Member of Technical Staff - Image / Video Data Engineer
Black Forest Labs
IT, Data Science
United States · Germany · Remote
Posted on Oct 10, 2024
Black Forest Labs is a cutting-edge startup pioneering generative image and video models. Our team, which invented Stable Diffusion, Stable Video Diffusion, and FLUX.1, is currently looking for a strong candidate to join us in developing large-scale data pipelines for training frontier models.
Role:
- Develop and maintain scalable infrastructure for large-scale image and video data acquisition
- Manage and coordinate data transfers from various licensing partners
- Implement and deploy state-of-the-art ML models for data cleaning, processing, and preparation
- Implement scalable and efficient tools to visualize, cluster, and deeply understand the data
- Optimize and parallelize data processing workflows to handle billion-scale datasets efficiently
- Ensure data quality, diversity, and proper annotation (including captioning) for training readiness
- Getting training data from alternative sources such as user preferences into trainable format
- Work closely in the model development loop to update data as necessitated by the training trajectory
Ideal Experiences:
- Proficiency in Python and various file systems for data intensive manipulation and analysis
- Familiarity with cloud computing platforms (AWS, GCP, or Azure) and Slurm/HPC environments for distributed data processing
- Experience with image and video processing libraries (e.g., OpenCV, FFmpeg)

===

## To do
Condense the paragraph in the job posting that begins "Black Forest Labs is a cutting-edge startup" into a short bulleted list that keeps its main facts.

===

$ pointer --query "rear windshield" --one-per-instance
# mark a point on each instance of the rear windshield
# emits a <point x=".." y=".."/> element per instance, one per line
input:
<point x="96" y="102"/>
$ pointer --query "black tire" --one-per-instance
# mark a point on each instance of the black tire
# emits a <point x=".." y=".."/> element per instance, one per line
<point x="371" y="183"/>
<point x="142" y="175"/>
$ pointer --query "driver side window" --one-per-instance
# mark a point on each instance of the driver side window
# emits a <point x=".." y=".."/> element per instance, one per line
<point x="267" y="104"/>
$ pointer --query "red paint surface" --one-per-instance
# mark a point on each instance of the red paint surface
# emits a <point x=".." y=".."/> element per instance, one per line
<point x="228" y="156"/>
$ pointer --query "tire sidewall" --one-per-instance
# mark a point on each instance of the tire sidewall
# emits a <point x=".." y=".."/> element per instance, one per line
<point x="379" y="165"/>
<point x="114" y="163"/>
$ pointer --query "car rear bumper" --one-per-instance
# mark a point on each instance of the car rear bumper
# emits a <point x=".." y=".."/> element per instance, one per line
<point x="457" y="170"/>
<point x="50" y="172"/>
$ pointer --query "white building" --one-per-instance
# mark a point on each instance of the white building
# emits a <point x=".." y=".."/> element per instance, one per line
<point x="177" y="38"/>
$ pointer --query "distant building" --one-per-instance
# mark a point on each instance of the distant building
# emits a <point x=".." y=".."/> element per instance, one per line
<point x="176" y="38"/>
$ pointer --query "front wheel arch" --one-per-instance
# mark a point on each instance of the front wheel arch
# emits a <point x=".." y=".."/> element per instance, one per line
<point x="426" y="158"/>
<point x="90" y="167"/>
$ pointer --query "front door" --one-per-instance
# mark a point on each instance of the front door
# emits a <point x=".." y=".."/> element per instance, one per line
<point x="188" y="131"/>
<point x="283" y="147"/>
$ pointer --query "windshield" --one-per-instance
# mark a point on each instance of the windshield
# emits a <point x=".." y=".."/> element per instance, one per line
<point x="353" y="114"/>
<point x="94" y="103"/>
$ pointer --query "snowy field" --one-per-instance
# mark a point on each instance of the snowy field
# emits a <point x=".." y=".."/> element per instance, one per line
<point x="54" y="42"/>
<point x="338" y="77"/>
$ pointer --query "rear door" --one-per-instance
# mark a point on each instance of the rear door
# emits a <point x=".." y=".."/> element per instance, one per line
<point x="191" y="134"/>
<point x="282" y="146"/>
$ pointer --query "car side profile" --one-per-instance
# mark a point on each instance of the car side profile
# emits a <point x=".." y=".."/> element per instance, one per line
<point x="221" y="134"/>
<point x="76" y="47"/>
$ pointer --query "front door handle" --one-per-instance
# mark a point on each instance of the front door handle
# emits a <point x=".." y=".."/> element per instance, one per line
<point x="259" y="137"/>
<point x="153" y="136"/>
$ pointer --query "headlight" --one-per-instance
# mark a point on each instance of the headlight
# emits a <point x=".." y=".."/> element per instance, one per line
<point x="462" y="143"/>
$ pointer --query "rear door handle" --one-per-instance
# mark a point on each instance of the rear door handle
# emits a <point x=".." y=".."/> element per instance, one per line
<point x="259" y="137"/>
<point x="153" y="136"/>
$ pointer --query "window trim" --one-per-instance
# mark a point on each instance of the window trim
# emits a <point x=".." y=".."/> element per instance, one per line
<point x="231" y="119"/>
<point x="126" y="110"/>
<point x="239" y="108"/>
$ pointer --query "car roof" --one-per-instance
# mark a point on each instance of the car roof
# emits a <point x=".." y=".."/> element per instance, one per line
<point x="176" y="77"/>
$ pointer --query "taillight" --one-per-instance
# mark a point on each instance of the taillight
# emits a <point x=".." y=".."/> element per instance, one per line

===

## Complete response
- Black Forest Labs is a startup that builds generative image and video models.
- Its team invented Stable Diffusion, Stable Video Diffusion, and FLUX.1.
- It is looking for a strong candidate to help develop large-scale data pipelines for training frontier models.